▸ Data for this exercise:
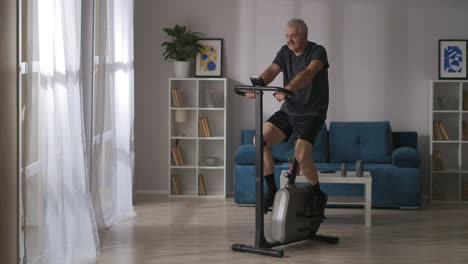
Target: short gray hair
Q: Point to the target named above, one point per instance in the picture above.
(299, 23)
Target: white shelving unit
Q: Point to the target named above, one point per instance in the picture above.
(201, 97)
(446, 104)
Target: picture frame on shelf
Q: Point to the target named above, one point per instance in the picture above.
(452, 59)
(209, 61)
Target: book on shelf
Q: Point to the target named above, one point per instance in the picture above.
(437, 163)
(176, 184)
(177, 155)
(465, 191)
(437, 193)
(465, 130)
(176, 97)
(436, 129)
(204, 127)
(201, 183)
(443, 131)
(465, 100)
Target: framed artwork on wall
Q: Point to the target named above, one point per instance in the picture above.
(209, 61)
(452, 59)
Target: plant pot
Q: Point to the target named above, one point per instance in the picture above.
(182, 69)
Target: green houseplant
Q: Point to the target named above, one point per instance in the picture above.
(182, 48)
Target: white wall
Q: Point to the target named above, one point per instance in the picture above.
(382, 55)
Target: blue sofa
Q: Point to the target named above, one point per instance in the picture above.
(391, 157)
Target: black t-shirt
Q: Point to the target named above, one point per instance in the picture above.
(312, 100)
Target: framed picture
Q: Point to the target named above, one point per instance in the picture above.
(209, 60)
(452, 59)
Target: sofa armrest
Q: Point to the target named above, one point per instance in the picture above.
(406, 157)
(245, 155)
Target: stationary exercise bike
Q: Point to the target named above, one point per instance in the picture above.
(291, 220)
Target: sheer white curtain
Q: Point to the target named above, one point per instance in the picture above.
(113, 155)
(59, 218)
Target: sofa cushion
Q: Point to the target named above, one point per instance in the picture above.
(405, 157)
(367, 141)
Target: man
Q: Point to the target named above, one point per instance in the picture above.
(305, 72)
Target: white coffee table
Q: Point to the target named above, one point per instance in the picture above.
(336, 177)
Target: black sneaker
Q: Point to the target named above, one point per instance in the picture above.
(317, 206)
(268, 199)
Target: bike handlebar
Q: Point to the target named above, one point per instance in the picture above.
(240, 89)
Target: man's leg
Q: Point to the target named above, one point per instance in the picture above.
(271, 135)
(303, 154)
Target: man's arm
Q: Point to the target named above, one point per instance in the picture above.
(305, 76)
(270, 73)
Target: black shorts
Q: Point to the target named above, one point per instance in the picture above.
(303, 127)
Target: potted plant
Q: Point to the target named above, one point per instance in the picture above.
(183, 47)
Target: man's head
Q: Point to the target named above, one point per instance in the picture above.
(296, 34)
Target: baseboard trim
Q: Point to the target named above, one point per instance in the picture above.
(151, 192)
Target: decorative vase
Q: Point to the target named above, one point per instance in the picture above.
(182, 69)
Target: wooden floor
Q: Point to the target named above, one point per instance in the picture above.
(184, 230)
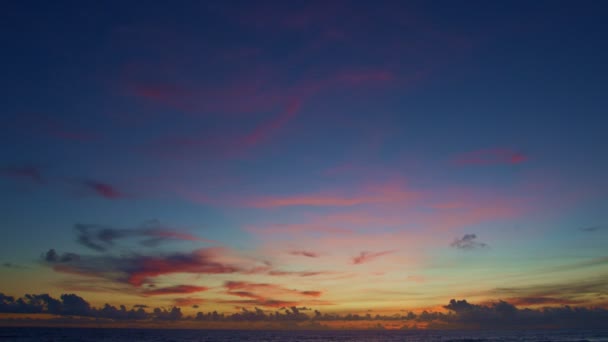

▸ What you have to do: Please set down all the items above again word for word, leaving the pictures out.

▸ Written solution:
Target: short gray hair
Q: Point to the target named above, one point per instance in the picture above.
(299, 23)
Target: white shelving unit
Q: Point to the target named above, one point per instance in the picture above.
(201, 97)
(446, 104)
Target: picture frame on shelf
Q: Point to the target named above, one point per instance in the picture above.
(452, 59)
(209, 61)
Target: book on shelf
Q: Point to the target named above, one point per instance in the picture above.
(437, 163)
(176, 184)
(177, 155)
(465, 191)
(437, 193)
(465, 130)
(176, 97)
(436, 129)
(204, 127)
(201, 183)
(443, 131)
(465, 100)
Target: framed artwork on wall
Q: Point to the target named above, one point per instance in the picture above.
(209, 61)
(452, 59)
Target: plant pot
Q: Point to the target named above, one point per instance in the picture above.
(182, 69)
Target: green houseplant
Q: Point to the target named above, one point per instance in the picture above.
(182, 48)
Target: white wall
Q: Point to the target named above, one point per instance in the picture above.
(382, 55)
Target: blue sofa
Q: Point to the target named above, one point per instance in the picture above.
(391, 157)
Target: black t-shirt
Q: Point to the target named above, one point per instance in the picture above.
(312, 100)
Target: framed picture
Q: Point to the target named above, one point per instance in the picture above.
(209, 60)
(452, 59)
Target: sofa armrest
Q: Point to the target named above, one point per instance in the picture above.
(406, 157)
(245, 155)
Target: stationary exercise bike
Q: Point to the target named above, one point per instance in the picture above.
(291, 220)
Target: sheer white curtain
Q: Point to the target named above, one point per instance in the picture above.
(113, 155)
(59, 218)
Target: sofa cushion
Q: Point to the target named above, one point per instance in the picture above.
(405, 157)
(367, 141)
Target: man
Q: Point to the target named above, one point per instance in the picture above.
(305, 72)
Target: white coffee table
Q: Point to the target named above, one point per instance in the picture above.
(336, 177)
Target: black sneaker
Q: Point to the target named above, one point per instance in the picture above.
(317, 206)
(268, 199)
Target: bike handlebar
Q: Point to the target named above, one point per instance in the picture above.
(240, 89)
Target: man's leg
Q: Point to the target named above, one point per instance in the picture above.
(271, 135)
(303, 154)
Target: man's arm
Q: Point to the target named above, one point per instance in the picture above.
(305, 76)
(270, 73)
Target: black shorts
Q: Point to the target named above, one point per instance in the picture above.
(303, 127)
Target: potted plant
Q: Point to the target named above, one point per instance in the picture above.
(183, 47)
Target: man's head
Q: Point to the target named above, one point per instance in the picture above.
(296, 34)
Target: baseboard trim
Q: Point to the target named above, one point per instance in the picture above.
(151, 192)
Target: decorative vase
Q: Point to the target named above, one point per instance in the picture above.
(182, 69)
Target: wooden floor
Q: Point to the target named above, one point per instance in the picture above.
(184, 230)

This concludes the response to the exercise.